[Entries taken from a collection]
Begin

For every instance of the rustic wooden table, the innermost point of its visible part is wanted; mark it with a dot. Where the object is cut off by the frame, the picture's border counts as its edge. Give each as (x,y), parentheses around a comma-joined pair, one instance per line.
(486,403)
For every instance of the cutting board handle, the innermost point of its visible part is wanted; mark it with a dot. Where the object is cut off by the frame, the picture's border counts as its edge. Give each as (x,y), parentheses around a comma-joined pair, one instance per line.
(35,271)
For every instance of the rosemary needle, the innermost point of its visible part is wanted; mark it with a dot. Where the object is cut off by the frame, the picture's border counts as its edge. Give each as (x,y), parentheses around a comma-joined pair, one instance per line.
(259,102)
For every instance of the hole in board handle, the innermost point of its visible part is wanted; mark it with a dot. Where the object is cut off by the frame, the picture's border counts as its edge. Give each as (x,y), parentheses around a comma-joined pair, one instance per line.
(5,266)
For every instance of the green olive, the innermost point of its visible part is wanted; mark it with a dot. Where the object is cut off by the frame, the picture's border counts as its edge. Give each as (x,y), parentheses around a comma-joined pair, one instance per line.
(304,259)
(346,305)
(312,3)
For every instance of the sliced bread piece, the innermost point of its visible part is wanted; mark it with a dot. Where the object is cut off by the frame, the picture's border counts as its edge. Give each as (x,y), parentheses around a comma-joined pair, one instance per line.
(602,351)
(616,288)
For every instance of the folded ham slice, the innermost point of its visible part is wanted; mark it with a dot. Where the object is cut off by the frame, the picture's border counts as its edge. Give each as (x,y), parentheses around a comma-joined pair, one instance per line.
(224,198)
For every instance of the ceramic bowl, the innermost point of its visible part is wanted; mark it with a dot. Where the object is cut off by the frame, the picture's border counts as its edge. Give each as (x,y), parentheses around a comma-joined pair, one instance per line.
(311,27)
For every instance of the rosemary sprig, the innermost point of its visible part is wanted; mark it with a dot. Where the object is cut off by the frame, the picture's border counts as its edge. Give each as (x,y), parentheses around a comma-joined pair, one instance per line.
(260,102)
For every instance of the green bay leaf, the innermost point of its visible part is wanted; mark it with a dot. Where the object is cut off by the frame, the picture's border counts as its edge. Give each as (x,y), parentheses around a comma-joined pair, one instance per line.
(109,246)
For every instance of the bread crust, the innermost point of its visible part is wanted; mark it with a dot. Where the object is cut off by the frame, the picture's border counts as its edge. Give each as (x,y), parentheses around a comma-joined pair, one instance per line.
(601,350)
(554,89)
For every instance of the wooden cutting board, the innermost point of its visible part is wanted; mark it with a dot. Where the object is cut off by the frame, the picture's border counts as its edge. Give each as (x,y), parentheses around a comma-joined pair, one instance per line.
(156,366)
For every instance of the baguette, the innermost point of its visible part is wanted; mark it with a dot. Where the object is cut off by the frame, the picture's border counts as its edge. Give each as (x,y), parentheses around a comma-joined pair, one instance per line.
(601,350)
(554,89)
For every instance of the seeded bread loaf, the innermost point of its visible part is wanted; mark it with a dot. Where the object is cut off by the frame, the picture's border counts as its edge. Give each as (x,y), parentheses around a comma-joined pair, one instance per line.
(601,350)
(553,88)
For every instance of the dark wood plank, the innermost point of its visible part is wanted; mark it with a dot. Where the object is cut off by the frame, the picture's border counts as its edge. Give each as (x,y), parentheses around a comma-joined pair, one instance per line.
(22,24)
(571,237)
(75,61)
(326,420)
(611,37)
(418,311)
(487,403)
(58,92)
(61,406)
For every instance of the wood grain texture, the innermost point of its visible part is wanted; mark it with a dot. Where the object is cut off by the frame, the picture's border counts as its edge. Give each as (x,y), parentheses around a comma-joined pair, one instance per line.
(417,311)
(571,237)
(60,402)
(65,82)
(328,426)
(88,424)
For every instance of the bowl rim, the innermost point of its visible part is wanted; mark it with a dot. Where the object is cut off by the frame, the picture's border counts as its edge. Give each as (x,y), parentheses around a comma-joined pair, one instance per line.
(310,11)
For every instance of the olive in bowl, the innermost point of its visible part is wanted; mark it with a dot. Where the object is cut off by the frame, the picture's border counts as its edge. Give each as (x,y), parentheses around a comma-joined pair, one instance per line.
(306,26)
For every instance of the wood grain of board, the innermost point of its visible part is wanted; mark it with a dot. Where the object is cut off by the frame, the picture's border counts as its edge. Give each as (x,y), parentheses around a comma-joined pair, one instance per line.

End

Take the entries above and transcribe them exactly.

• _Exercise output_:
For every instance of the rustic wooden table, the innermost point of its visible part is wanted; mark it with a dot. Where the object is cut off by the frame, the picture's border counts as its edge. Give each as (x,y), parentheses around a comma-joined pair, one instance per line.
(486,403)
For every instance of the cutting board handle, the innermost point of its visible part is wanted; mark it with a dot. Where the object is cut off by the frame, the picture's border counts as its edge. Give each as (x,y), parentheses around a comma-joined pair, one instance per line.
(35,271)
For every instance of the rosemary needle, the innermost point of its visible part is wanted; mark it with a dot. Where the object is cut off by the frame, the picture's border counts as its edge. Give each as (x,y), parentheses around a comma-joined pair, one instance per line.
(259,102)
For every instance of the hole in board handle, the innermost point of its visible part is wanted; mark it with a dot. Where the object is cut off by the frame, the picture's border counts as its edge. Give each as (x,y), parentheses around a comma-joined pair, one instance per line.
(5,266)
For every instance of the green olive, the innermost point of its visible part is wanted; mark it with a dot. Where the object is cut off by the frame, the picture's border counts as its edge. Give each as (x,y), parentheses around a comma-joined pair, one instance per line.
(304,259)
(346,305)
(312,3)
For every instance of the sliced bread piece, the innermost point of its visible part is wanted; mark it with a dot. Where the object is cut off by the frame, the picture's border counts as its edge. Give each as (x,y), parentheses around a comma-joined pair, one instance per line.
(602,351)
(616,288)
For every instance of the folded ham slice, the innermost point of its visible part is wanted; mark it with a dot. Where the object is cut off by the frame, the picture's border counts as its edge. Give each as (x,y), parentheses around a comma-joined pair, one instance per line.
(224,198)
For every instance of the ceramic bowl, the innermost point of its visible part is wanted; mark it with a dot. Where the object is cut off by the frame, the picture's border counts as its edge. Give each as (x,y), parentheses around a comma-joined pair, one instance per line.
(311,27)
For every instance of the rosemary sprig, the innermost point of its visible part is wanted; mark it with a dot. Where the object is cut off by the frame, the picture's border counts as its edge. Give each as (x,y), parentheses around a comma-joined pair, one instance per line.
(260,102)
For every instance of the green bay leaf, the innermost point of its visible part is wanted; mark it with a dot. Where the object is cut off by the frame, the picture's border counts as its edge. Give each as (x,y), parentheses around a comma-joined pair, one instance per line.
(109,246)
For every instance of the bread crust, the innermost point of its visible part is wanted; mark it with a dot. Where the object is cut off by the frame, the picture's border counts as its edge. Give each as (x,y), parentheses around a comma-joined pair, one instance per line.
(601,350)
(554,89)
For every instance of the wooden cutting board, the innermost point of its visible part is wanted; mark it with a dot. Where the object is cut off by the frame, the picture's border counts as its edge. Give each as (x,y), parentheses around a comma-joined pair, one instance per line.
(156,366)
For every instance of the baguette, the innermost point of its visible part is wanted; mark it with a dot. Where the object is cut off by the frame, the picture's border counts as its edge. Give each as (x,y), parentheses around a comma-joined pair, one instance per line.
(601,350)
(554,89)
For every instance of the seeded bread loaf, the innermost point of its visible part is wanted; mark it with a dot. Where the object is cut off by the frame, the picture's border counts as its edge. Give each as (x,y), parentheses around a comma-joined pair, one instance per line.
(601,350)
(553,88)
For every instance of the dark wood plank, the innermost point of its visible part is wanted; mark it with a dot. Where the object is cut off by the frame, the picture's border counts as its edge. Give each as (x,y), parentheses around a comma-joined pair, one instance per line.
(22,24)
(571,237)
(75,61)
(326,420)
(611,37)
(418,311)
(487,403)
(58,92)
(61,406)
For every instance of the wood grain texture, the innermost point of its visible part is wanted; mark it with a dot. Where the object is cut off by the frame, the picture's border counts as its edge. Give each as (x,y), parentheses around a comma-joined pair, one instance per line.
(417,311)
(571,237)
(60,402)
(65,82)
(328,426)
(88,424)
For every instance of the bowl rim, the innermost point of its visible part is wanted; mark it with a dot. Where the object is cut off by the frame, the picture's border counts as its edge. Give each as (x,y), parentheses around a comma-joined pair, one instance per line.
(310,11)
For every instance of the olive in bowl, the innermost point of its visible part is wanted; mark it with a dot. Where the object is cut off by the frame, the picture's border counts as its edge. Give each as (x,y), parentheses around a comma-joined pair, one instance per line.
(306,26)
For every instance of the wood grain of board, the innermost point of its visible part is wanted; mark it with a dot. Where the object is cut off by the frame, the picture's border counts as its edge. Give each as (x,y), parentheses around a comma-joined pair, one instance per line.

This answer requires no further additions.